Given entries start
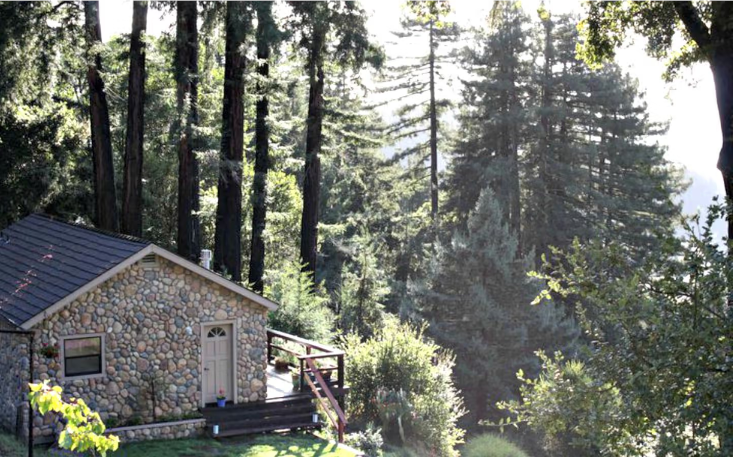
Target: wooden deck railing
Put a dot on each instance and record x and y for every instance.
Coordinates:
(311, 375)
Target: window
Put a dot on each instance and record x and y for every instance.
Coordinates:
(83, 356)
(215, 332)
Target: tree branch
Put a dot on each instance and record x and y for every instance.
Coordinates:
(696, 28)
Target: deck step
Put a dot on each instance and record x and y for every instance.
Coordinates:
(262, 429)
(272, 423)
(264, 416)
(259, 414)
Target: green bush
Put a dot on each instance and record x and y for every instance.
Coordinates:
(490, 445)
(368, 441)
(399, 362)
(302, 309)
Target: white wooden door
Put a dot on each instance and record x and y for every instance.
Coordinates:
(217, 357)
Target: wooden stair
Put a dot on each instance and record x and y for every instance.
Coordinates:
(288, 413)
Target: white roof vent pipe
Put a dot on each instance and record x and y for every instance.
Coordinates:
(206, 258)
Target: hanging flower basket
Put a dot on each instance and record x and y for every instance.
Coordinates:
(221, 398)
(49, 351)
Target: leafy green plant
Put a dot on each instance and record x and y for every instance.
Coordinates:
(84, 431)
(302, 309)
(368, 441)
(490, 445)
(400, 359)
(655, 374)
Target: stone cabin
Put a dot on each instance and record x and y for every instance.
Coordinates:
(139, 331)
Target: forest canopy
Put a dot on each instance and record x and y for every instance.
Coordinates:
(257, 130)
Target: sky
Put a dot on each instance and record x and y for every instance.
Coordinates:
(688, 104)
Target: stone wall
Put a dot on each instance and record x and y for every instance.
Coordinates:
(163, 431)
(143, 313)
(14, 376)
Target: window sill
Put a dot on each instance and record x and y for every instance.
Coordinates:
(82, 377)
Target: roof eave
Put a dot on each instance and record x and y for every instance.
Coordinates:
(151, 249)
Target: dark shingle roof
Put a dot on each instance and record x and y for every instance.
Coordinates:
(42, 260)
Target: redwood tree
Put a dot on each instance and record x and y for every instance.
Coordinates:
(228, 237)
(132, 185)
(707, 26)
(346, 21)
(104, 175)
(188, 242)
(265, 36)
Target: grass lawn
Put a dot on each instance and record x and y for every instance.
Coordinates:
(288, 445)
(260, 446)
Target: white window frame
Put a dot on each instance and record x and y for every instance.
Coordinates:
(103, 357)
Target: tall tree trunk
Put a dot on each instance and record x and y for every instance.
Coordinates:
(434, 126)
(540, 216)
(188, 239)
(312, 175)
(228, 234)
(716, 42)
(515, 207)
(132, 184)
(721, 66)
(105, 202)
(262, 139)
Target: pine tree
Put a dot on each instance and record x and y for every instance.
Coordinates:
(228, 236)
(416, 80)
(495, 116)
(362, 290)
(477, 298)
(588, 172)
(132, 184)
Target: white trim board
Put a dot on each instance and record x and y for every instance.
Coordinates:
(173, 258)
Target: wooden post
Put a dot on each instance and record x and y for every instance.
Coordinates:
(30, 408)
(340, 380)
(270, 349)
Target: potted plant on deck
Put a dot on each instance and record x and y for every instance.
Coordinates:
(296, 379)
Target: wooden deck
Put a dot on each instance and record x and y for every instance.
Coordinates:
(321, 385)
(280, 384)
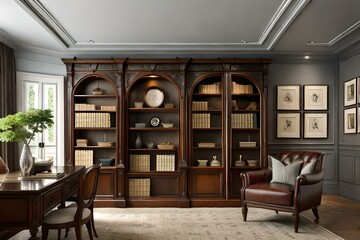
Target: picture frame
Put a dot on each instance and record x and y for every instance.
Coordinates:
(315, 125)
(288, 97)
(350, 120)
(358, 89)
(288, 125)
(350, 92)
(358, 119)
(316, 97)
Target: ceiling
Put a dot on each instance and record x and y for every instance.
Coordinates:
(173, 28)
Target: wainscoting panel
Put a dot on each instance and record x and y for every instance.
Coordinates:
(349, 171)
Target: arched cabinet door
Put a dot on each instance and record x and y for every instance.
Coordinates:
(206, 138)
(95, 122)
(153, 143)
(246, 129)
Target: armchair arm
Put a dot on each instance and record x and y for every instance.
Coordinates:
(310, 178)
(252, 177)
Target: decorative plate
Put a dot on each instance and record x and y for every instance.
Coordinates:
(154, 97)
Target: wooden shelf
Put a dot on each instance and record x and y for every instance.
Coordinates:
(95, 96)
(167, 110)
(153, 129)
(96, 129)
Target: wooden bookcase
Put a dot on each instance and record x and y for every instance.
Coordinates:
(94, 100)
(217, 109)
(152, 173)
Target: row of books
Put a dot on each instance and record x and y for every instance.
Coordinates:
(139, 162)
(92, 120)
(210, 88)
(139, 187)
(91, 107)
(199, 105)
(244, 120)
(242, 88)
(84, 157)
(165, 162)
(84, 106)
(201, 120)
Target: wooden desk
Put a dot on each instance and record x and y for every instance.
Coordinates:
(23, 203)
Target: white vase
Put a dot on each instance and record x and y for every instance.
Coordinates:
(26, 160)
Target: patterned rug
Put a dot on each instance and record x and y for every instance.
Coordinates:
(196, 224)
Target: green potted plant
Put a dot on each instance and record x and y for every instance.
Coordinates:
(22, 127)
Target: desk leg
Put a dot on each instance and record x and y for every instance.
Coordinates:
(34, 229)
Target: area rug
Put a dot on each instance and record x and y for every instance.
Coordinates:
(196, 224)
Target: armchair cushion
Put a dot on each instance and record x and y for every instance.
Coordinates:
(309, 167)
(275, 193)
(284, 173)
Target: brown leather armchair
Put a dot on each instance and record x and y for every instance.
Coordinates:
(258, 190)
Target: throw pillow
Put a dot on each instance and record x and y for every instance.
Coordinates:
(284, 173)
(309, 168)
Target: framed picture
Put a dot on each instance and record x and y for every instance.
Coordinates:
(350, 120)
(315, 125)
(288, 97)
(350, 92)
(358, 119)
(315, 97)
(358, 89)
(288, 125)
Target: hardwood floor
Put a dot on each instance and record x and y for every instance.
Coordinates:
(339, 215)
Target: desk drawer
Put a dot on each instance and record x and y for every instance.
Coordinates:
(51, 199)
(71, 187)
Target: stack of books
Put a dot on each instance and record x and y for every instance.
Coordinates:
(84, 106)
(140, 162)
(92, 120)
(201, 120)
(139, 187)
(244, 120)
(241, 88)
(199, 105)
(84, 157)
(214, 88)
(81, 142)
(165, 162)
(108, 108)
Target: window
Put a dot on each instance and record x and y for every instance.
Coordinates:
(44, 92)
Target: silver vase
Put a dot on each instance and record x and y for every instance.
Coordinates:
(26, 160)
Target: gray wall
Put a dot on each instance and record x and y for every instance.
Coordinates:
(342, 163)
(349, 144)
(303, 72)
(39, 63)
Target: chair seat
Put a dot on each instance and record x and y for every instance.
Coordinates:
(64, 215)
(273, 193)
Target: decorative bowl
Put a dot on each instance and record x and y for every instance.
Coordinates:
(42, 165)
(240, 163)
(140, 125)
(169, 105)
(166, 146)
(107, 161)
(105, 144)
(167, 125)
(202, 163)
(252, 162)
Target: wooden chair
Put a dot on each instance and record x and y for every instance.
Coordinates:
(260, 190)
(91, 207)
(69, 217)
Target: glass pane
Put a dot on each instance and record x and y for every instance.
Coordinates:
(31, 95)
(50, 153)
(49, 93)
(32, 101)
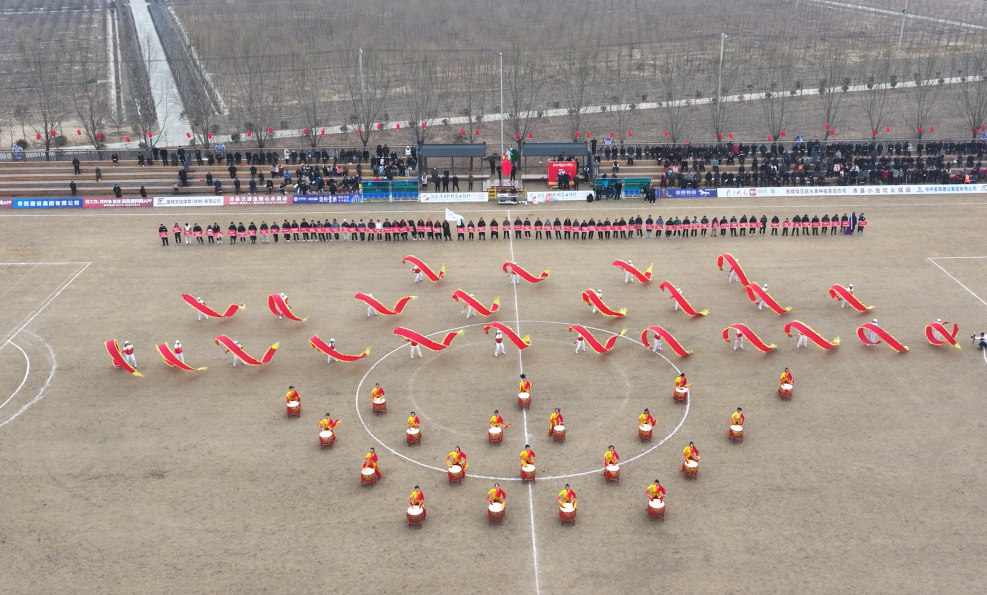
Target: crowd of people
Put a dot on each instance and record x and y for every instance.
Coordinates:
(569, 229)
Given entries end
▶ [Work required]: Make an exact copy of the data above, pictures excluded.

▶ [Task answer]:
Target: wooden deck railing
Put a dot on each instance and record x and y for every instance.
Coordinates:
(311, 375)
Target: window
Put a dot on each instance and record x and y for every instance.
Coordinates:
(83, 356)
(215, 332)
Target: tree branch
Put a dot on each instance and record x and y for every instance.
Coordinates:
(696, 28)
Target: deck step
Put a dot on each instance and record x and y for every instance.
Coordinates:
(262, 429)
(272, 423)
(264, 416)
(259, 414)
Target: green bush
Put a dot on each instance and record x and y for every instance.
Coordinates:
(490, 445)
(368, 441)
(399, 362)
(302, 309)
Target: white wooden door
Put a dot on each instance and record x and y for every instance.
Coordinates:
(217, 357)
Target: wooden stair
Put a dot on each instance and record x and y for every instance.
Coordinates:
(288, 413)
Target: white roof vent pipe
Put a dot on each instance and record x and y for every instance.
Coordinates:
(206, 258)
Target: hanging flower basket
Put a dot on each instance and record x and y for every instance.
Coordinates:
(221, 398)
(49, 351)
Target: leafy green plant
Put a dot on each instance and record x and y for every instance.
Coordinates:
(84, 431)
(302, 309)
(368, 441)
(490, 445)
(400, 359)
(655, 374)
Target: stone cabin
Put a dot on each instance and record x and y for every instance.
Coordinates:
(139, 331)
Target: forest canopy
Put a dot on each instance and record x and y for every instance.
Coordinates:
(257, 130)
Target: sky
Put a dot on each instance and record x and y for every instance.
Coordinates:
(688, 104)
Target: stone wall
Put a dot on each instance and record x and y for every instance.
Coordinates:
(163, 431)
(143, 313)
(14, 376)
Target: window sill
Put a dot on each instance and record x and y for every instance.
Coordinates:
(82, 377)
Target: roof eave
Put a dot on each instance and record x and y for every instance.
Coordinates:
(151, 249)
Target: dark shingle roof
Put a dot on each instance and record x and y for every instance.
Coordinates:
(42, 260)
Target: redwood tree
Put a dot on each instance and record x and y for every instance.
Coordinates:
(228, 237)
(132, 185)
(707, 26)
(346, 21)
(104, 175)
(188, 242)
(265, 36)
Target: grass lawn
Put a dot on each instance and record x and y for every instance.
Coordinates:
(288, 445)
(260, 446)
Target: white window frame
Put a dot on each instance and record x and y for every instance.
Coordinates:
(103, 357)
Target: tall tree trunk
Put a dot on each instance and record x and y for every instance.
Coordinates:
(434, 126)
(540, 216)
(188, 239)
(312, 175)
(228, 234)
(716, 42)
(515, 207)
(132, 184)
(721, 66)
(105, 202)
(262, 139)
Target: pine tree
Put a dot on each instance and record x and y for every instance.
Coordinates:
(228, 236)
(416, 80)
(495, 116)
(362, 290)
(477, 298)
(588, 172)
(132, 184)
Target: white trim board
Put a dot on each instance and record x and y for every instance.
Coordinates:
(173, 258)
Target: wooden post
Put a dot on each instance and record x and y for every instance.
Coordinates:
(30, 408)
(340, 380)
(270, 349)
Target: potted plant on deck
Put a dot on each instance and record x and y for every instance.
Coordinates:
(296, 379)
Target: wooden deck
Put a dot on each instance and record x and y for every instance.
Coordinates:
(321, 385)
(280, 384)
Target: picture frame
Put a dot on each instance and record x and y for every instance.
Coordinates:
(315, 125)
(288, 97)
(350, 120)
(358, 89)
(288, 125)
(350, 92)
(358, 119)
(316, 97)
Target: ceiling
Put a dot on each instance and record x and y for every instance.
Coordinates:
(173, 28)
Target: wainscoting panel
Put a dot on each instance and record x and y for every instance.
Coordinates:
(349, 171)
Target: arched cabinet door
Put a dot on each instance and record x and y for every instance.
Coordinates:
(206, 138)
(95, 122)
(153, 143)
(246, 129)
Target: armchair arm
Put a dot on each instance and record x and y for every instance.
Coordinates:
(310, 178)
(252, 177)
Target: decorative plate
Put a dot on each instance and record x and y for every instance.
Coordinates:
(154, 97)
Target: wooden shelf
Put a dot on each instance and record x and y for every instance.
Coordinates:
(95, 96)
(167, 110)
(153, 129)
(96, 129)
Target: wooden bookcase
Put a dot on each instance and record x and y for every instance.
Coordinates:
(94, 100)
(217, 109)
(152, 173)
Target: row of books
Put a dot on each instance and record x and y for every instance.
Coordinates:
(139, 162)
(92, 120)
(210, 88)
(139, 187)
(91, 107)
(199, 105)
(244, 120)
(242, 88)
(84, 157)
(165, 162)
(84, 106)
(201, 120)
Target: wooden desk
Put a dot on each instance and record x and y for every instance.
Coordinates:
(23, 203)
Target: white vase
Put a dot on each instance and record x and y for every instance.
Coordinates:
(26, 160)
Target: patterned rug
Put a dot on each instance and record x and y for every instance.
Coordinates:
(196, 224)
Target: green potted plant
Put a dot on each instance and record x and y for every instance.
Coordinates:
(22, 127)
Target: desk leg
Put a dot on each instance and record x and y for every instance.
Coordinates:
(34, 229)
Target: area rug
Put a dot on each instance and record x and y for every instance.
Coordinates:
(196, 224)
Target: armchair cushion
Put a dot on each instance and record x and y for every instance.
Coordinates:
(309, 167)
(275, 193)
(284, 173)
Target: brown leather armchair
Put a dot on each instance and record x and y for every instance.
Coordinates:
(258, 190)
Target: throw pillow
Put a dot on each instance and record x and y for every instance.
Coordinates:
(284, 173)
(309, 168)
Target: framed picture
Put a dot on each instance and record x and y for every instance.
Coordinates:
(350, 120)
(315, 125)
(288, 97)
(350, 92)
(358, 119)
(315, 97)
(358, 89)
(288, 125)
Target: hardwood floor
Put a dot on each instance and record x and y for every instance.
Coordinates:
(339, 215)
Target: desk drawer
Put a dot on each instance and record x and y for every instance.
Coordinates:
(51, 199)
(71, 187)
Target: stack of books
Put a dot on each instance and record x and y for every instance.
Coordinates:
(84, 106)
(140, 162)
(92, 120)
(201, 120)
(139, 187)
(244, 120)
(241, 88)
(199, 105)
(84, 157)
(214, 88)
(81, 142)
(165, 162)
(108, 108)
Target: window
Put a dot on each instance and record x and y for every instance.
Coordinates:
(44, 92)
Target: silver vase
Put a dot on each instance and record x and y for every instance.
Coordinates:
(26, 160)
Target: gray wall
Put a dot on each instance and record x and y for every instance.
Coordinates:
(342, 163)
(349, 144)
(303, 72)
(39, 63)
Target: chair seat
Put a dot on each instance and record x and y for every instance.
Coordinates:
(64, 215)
(273, 193)
Target: decorative bowl
Put a dot on each instance and record x and y for every instance.
Coordinates:
(42, 165)
(240, 163)
(140, 125)
(169, 105)
(166, 146)
(107, 161)
(105, 144)
(167, 125)
(202, 163)
(252, 162)
Target: wooden chair
Put a dot on each instance and record x and y for every instance.
Coordinates:
(260, 190)
(91, 207)
(69, 217)
Target: glass pane
Put a dot on each instance and record x and y for every instance.
Coordinates:
(31, 95)
(50, 153)
(49, 93)
(32, 101)
Target: crowd of people
Put a dot on each instance and record x and y for every instance.
Coordinates:
(569, 229)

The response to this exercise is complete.